• _What needs to be done_
List every line in the rows below that contains the word "countertop", copying each line in full.

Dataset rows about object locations
------------------------------------------------------------

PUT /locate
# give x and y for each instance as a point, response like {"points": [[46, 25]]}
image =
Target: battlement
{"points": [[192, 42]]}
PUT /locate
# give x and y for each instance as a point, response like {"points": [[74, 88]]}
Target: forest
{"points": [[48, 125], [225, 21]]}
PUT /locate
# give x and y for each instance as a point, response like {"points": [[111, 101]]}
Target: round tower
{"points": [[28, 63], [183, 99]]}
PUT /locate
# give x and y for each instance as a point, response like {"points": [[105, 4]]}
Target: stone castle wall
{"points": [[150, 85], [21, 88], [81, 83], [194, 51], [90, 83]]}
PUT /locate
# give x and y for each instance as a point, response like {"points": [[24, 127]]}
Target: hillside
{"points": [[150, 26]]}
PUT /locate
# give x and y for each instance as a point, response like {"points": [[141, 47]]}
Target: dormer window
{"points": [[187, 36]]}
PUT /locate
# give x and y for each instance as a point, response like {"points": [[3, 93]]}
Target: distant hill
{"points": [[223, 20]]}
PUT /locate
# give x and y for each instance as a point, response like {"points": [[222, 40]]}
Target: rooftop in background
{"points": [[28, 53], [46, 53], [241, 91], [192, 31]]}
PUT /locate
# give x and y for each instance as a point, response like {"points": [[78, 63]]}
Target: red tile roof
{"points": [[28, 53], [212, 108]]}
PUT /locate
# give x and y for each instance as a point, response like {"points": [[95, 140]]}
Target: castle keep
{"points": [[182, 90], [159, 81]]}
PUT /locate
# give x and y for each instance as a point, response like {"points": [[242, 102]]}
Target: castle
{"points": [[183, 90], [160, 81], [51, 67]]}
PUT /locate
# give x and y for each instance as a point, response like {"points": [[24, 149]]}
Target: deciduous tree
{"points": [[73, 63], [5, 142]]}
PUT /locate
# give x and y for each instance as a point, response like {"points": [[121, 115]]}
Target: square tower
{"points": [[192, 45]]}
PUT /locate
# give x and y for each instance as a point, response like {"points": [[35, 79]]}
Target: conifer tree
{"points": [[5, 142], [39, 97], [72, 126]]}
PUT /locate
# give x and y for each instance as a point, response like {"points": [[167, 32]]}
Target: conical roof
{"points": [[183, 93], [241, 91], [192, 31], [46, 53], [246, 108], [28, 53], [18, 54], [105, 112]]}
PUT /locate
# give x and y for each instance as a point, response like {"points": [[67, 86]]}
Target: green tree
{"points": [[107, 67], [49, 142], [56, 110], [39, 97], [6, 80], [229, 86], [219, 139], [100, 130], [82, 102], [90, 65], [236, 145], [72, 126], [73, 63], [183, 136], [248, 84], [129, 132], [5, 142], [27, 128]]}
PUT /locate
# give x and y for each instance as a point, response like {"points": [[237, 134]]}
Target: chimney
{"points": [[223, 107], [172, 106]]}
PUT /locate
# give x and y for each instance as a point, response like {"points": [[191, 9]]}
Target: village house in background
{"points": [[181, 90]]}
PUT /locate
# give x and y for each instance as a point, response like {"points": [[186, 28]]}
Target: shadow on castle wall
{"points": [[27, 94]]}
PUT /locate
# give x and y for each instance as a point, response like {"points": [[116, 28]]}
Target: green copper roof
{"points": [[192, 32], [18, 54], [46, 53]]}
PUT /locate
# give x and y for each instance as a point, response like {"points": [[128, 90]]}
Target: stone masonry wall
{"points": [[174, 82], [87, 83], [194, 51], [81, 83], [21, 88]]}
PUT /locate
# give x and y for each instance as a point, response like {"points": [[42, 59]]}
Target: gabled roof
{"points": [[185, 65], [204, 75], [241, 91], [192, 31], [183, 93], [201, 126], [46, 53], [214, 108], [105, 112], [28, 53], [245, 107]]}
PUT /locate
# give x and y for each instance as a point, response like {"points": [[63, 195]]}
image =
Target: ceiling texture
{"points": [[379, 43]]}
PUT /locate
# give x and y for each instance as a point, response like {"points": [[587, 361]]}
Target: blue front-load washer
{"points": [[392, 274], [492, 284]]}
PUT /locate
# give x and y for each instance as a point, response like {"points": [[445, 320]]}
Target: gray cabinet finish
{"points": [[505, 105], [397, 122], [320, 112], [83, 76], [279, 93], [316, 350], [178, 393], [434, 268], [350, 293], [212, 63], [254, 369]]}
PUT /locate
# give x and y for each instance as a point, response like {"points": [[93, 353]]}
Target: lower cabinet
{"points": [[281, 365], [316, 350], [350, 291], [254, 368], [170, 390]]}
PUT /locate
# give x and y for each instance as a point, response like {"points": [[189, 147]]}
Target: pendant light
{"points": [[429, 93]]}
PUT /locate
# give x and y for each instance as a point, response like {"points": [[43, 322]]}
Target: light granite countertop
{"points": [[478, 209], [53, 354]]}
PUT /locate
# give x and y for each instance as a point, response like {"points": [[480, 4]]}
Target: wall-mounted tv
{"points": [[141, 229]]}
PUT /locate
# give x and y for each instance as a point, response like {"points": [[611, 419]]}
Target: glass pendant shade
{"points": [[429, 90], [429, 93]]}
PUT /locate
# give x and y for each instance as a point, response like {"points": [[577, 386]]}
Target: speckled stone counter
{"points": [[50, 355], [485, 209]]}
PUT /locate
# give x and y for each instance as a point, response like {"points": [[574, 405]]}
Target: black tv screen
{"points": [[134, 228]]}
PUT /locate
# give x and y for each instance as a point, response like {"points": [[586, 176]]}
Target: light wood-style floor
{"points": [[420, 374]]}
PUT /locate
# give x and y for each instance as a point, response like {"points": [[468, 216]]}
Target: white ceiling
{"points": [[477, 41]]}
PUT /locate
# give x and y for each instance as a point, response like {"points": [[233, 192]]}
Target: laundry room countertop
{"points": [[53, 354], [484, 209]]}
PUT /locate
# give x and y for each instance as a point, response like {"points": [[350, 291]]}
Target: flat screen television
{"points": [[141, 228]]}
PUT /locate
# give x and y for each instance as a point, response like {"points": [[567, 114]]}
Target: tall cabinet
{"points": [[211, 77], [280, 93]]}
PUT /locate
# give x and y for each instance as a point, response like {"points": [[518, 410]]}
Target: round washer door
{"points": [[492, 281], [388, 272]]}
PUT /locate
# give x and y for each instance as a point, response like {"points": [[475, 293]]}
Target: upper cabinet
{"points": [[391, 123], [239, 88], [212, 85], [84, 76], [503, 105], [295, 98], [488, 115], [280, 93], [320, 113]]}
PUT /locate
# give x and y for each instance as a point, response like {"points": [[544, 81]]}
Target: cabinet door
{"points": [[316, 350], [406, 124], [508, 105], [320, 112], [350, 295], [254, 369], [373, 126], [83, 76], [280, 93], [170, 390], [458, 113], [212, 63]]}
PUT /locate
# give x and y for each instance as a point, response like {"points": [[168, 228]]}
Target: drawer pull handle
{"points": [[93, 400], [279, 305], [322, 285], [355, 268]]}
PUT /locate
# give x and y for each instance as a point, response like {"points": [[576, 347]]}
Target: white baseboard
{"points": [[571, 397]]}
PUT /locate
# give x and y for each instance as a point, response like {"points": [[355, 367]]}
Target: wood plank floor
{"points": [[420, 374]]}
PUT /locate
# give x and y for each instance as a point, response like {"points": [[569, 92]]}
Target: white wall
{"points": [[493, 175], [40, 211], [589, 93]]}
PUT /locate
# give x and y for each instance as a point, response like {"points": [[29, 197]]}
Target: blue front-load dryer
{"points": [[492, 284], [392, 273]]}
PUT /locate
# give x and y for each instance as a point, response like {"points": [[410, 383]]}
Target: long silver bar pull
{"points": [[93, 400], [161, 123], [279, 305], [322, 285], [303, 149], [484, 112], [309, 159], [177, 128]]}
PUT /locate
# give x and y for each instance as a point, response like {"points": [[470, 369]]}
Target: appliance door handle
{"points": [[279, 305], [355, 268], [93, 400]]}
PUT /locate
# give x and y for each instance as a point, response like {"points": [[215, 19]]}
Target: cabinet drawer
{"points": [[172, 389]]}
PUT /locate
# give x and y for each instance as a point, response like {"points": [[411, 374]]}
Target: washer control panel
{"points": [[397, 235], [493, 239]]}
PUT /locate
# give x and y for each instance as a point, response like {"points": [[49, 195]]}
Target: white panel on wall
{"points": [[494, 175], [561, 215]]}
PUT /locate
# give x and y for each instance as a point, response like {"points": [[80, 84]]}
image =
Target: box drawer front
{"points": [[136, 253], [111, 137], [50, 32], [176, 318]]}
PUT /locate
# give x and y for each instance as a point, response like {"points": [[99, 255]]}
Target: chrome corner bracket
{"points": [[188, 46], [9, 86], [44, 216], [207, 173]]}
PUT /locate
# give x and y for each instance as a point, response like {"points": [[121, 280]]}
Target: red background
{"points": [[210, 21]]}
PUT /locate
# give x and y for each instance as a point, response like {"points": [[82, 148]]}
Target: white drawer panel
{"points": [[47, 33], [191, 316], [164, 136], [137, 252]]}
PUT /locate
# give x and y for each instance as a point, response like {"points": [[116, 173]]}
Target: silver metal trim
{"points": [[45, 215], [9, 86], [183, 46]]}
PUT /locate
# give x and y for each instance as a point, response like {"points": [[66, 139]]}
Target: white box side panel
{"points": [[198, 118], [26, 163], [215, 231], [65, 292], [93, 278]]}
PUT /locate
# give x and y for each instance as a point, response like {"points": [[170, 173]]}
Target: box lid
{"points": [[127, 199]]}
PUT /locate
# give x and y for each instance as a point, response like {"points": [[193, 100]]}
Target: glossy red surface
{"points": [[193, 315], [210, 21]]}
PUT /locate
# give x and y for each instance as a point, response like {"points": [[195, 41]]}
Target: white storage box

------------------------------------------------------------

• _Task output_
Target: light granite countertop
Target: laundry room countertop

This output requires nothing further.